▸ REQUIREMENTS: Please reproduce every line of the listing below word for word.

* begin INPUT FOR THIS TASK *

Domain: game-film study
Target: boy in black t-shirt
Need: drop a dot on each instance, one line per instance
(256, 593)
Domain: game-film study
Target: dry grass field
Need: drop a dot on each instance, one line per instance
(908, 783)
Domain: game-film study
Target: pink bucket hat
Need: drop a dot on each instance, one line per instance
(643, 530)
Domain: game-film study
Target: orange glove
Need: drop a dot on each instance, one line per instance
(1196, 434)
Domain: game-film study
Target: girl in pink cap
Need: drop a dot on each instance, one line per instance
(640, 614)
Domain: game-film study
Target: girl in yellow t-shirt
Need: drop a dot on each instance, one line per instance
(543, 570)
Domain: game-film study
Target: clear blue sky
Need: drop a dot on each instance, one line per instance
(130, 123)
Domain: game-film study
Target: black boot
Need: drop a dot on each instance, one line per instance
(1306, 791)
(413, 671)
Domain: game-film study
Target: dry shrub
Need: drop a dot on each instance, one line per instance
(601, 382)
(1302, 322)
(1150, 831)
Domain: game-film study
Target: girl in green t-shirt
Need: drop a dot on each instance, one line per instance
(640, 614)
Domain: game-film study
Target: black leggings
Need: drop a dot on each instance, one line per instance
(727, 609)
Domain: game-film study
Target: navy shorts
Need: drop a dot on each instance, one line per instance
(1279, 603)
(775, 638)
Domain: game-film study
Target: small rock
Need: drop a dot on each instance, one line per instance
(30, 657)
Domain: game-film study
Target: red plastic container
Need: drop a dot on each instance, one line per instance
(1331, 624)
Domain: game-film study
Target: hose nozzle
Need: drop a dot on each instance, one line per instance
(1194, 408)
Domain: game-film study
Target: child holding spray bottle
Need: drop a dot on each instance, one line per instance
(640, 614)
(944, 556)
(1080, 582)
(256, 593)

* end INPUT FOR THIS TASK *

▸ COMPLETE OUTPUT:
Domain: game-film study
Target: boy in black t-shirt
Need: drop a dot on each instance, one line per instance
(256, 593)
Domain: game-film study
Target: dry grass field
Need: drop a dot on each instance, one line per instance
(908, 783)
Domain: game-film study
Target: pink bucket hat
Need: drop a dot on each instance, one line per instance
(643, 530)
Domain: game-film study
Target: orange glove
Need: drop a dot on each instance, one line per instance
(1196, 434)
Domain: game-film study
Target: girl in pink cap
Need: drop a dot on each instance, one line per instance
(640, 614)
Domain: game-film study
Target: girl in yellow t-shirt
Need: drop a dot on each instance, one line per instance
(543, 570)
Domain: game-film study
Target: clear blue sky
Need: drop a dot on each instance, one line per instance
(130, 123)
Domain: game-film study
Target: black boot
Need: drop a dot on each instance, one line per instance
(1306, 791)
(413, 671)
Domain: game-film study
Target: dry shrub
Need: drop a dot on each instance, one line per instance
(601, 382)
(1302, 322)
(1150, 831)
Domain: game-film study
Target: girl in green t-shirt
Need: drop a dot on each instance, one line per instance
(640, 614)
Domain: game-film study
Target: black leggings
Need: drop a dot on each instance, one line per instance
(727, 609)
Domain: game-film study
Target: navy shorts
Need: drop a dot on each instance, one line per instance
(1279, 603)
(775, 638)
Domain: game-film study
Target: small rock
Need: drop a dot on each instance, one line per instance
(30, 657)
Domain: game-film study
Target: red plastic container
Need: drop a dot on each instance, one line per instance
(1331, 624)
Domain: game-film study
Target: hose nozzle
Need: drop a dot on each instance, one line per instance
(1194, 408)
Domain: game-film study
Target: child holding spray bottle
Need: drop a dot on each instance, one line per instance
(640, 614)
(944, 556)
(1080, 582)
(256, 593)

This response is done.